==== Extract provided

Fungus Defuses Explosives
AUS scientist claims to have identified a fungus that can degrade and thus defuse unused explosives safely. Robert Riggs of Texas claimed he uses the white-rot fungus 'Phlebia radiate' (a type of mushroom) that can eat up explosives and thus silently exterminate them, avoiding environmental problems. When explosives are used for mining or demolition, some may fail to detonate and get lost in the rubble. Several methods exist to degrade explosives that have not been detonated. Many of these involve the use of chemical compounds, which are a potential environmental hazard. Avoiding these problems, Riggs' approach employs micro organisms to metabolise and degrade the explosives' compounds.

Plants to Battle Pollution
Chinese scientists are now growing poison-accumulating plants to 'suck up' poisonous elements, mostly heavy metals like arsenic, copper and zinc, from polluted soil to repair contaminated lands. "In some parts of China, scientists have grown poison-accumulating plants, widely regarded as a 'hyperaccumulators' in academic circles, on poisonous soil to accumulate heavy metals," said Chen Tongbin, a researcher with the Geographic Science and Resources institute of the Chinese Academy of Sciences. Chen's research team has begun to renovate about 333.3 hectares of arsenic polluted fields in south China's Huanjiang County. " Soil contamination is the most dangerous because it is hidden, slow and fundamental," said Chen. A global leader in technology for collecting arsenic from soil, Chen's team proved that a brake fern widely found in southern China, with strong ability to draw arsenic from the soil.

========
==== Supplied records

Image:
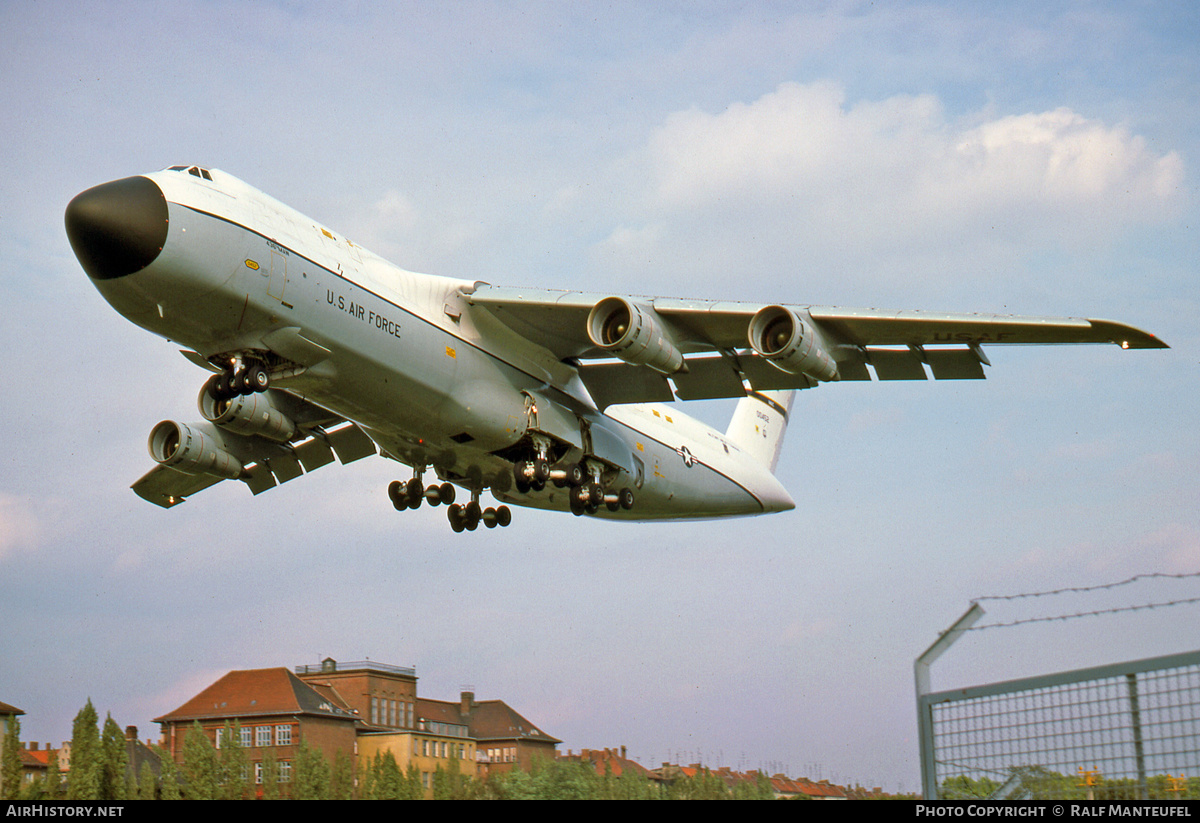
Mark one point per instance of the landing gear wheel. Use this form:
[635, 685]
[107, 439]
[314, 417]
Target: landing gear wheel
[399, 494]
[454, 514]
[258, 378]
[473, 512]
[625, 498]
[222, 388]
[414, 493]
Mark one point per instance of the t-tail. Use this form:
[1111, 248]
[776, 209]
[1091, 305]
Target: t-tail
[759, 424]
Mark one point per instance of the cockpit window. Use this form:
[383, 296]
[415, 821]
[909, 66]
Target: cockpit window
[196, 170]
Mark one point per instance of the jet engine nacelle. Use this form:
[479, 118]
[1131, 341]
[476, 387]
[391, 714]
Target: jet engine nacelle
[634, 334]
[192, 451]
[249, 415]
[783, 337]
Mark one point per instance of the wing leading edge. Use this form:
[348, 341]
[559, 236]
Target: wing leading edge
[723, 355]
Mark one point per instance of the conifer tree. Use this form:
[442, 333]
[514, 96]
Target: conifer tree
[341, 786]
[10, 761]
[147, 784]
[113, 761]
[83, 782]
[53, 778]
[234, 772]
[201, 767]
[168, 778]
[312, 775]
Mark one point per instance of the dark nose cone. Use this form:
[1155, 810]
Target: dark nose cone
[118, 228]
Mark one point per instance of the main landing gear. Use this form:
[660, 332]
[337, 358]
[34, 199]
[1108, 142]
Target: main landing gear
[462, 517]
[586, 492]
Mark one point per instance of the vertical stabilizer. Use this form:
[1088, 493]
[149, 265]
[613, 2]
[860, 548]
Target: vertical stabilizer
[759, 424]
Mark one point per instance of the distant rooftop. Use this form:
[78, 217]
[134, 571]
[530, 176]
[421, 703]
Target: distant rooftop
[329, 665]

========

* [Work item A]: In the science briefs, how much arsenic-polluted land in Huanjiang County is Chen's team working to repair?
* [Work item B]: Retype part of the science briefs: begin at the words "Fungus Defuses Explosives" and stop after "the explosives' compounds.".
* [Work item C]: Write what comes next in the science briefs on the explosive-eating fungus and the pollution-fighting plants, picking up after the last sentence.

* [Reply A]: About 333.3 hectares.

* [Reply B]:
Fungus Defuses Explosives
AUS scientist claims to have identified a fungus that can degrade and thus defuse unused explosives safely. Robert Riggs of Texas claimed he uses the white-rot fungus 'Phlebia radiate' (a type of mushroom) that can eat up explosives and thus silently exterminate them, avoiding environmental problems. When explosives are used for mining or demolition, some may fail to detonate and get lost in the rubble. Several methods exist to degrade explosives that have not been detonated. Many of these involve the use of chemical compounds, which are a potential environmental hazard. Avoiding these problems, Riggs' approach employs micro organisms to metabolise and degrade the explosives' compounds.

* [Reply C]:
Earth Hurtles Toward 6.5 Billion
The planet's population is projected to reach 6.5 billion at 7:16 p.m. EST Saturday, according to the U.S. Census Bureau and its World Population Clock. Thomas Malthus, the 18th-century thinker who famously predicted the human population would outrun its food supply, would be astounded. Back in 1798, when Malthus penned his classic An Essay on the Principle of Population, barely a billion Homo sapiens roamed the planet. Today, Earth's population teeters on the brink of a new milestone: 6.5 billion living, breathing humans. "Malthus would be astonished not only at the numbers of people, but at the real prosperity of about a fifth of them and the average prosperity of most of them," said demographer Joel Cohen, a professor of populations at Rockefeller and Columbia universities. "He wouldn't be surprised at the abject poverty of the lowest quarter or third." The clock, which operates continuously, estimates that each second 4.1 people are born and 1.8 people die. The clock figures are estimates, subject to error, given the difficulties of maintaining an accurate global population count. However, the key concept -- that population levels are growing, but at a slower rate than in the past few decades -- reflects the consensus view of demographers. But such formulas are subject to tinkering. Changes in agricultural practices, more efficient water-desalination technologies and a host of other factors can increase the number of people the planet can support. Shifts in behaviour -- such as acceptance of new food sources that are cheap to produce -- can have a similar effect, noted Cohen.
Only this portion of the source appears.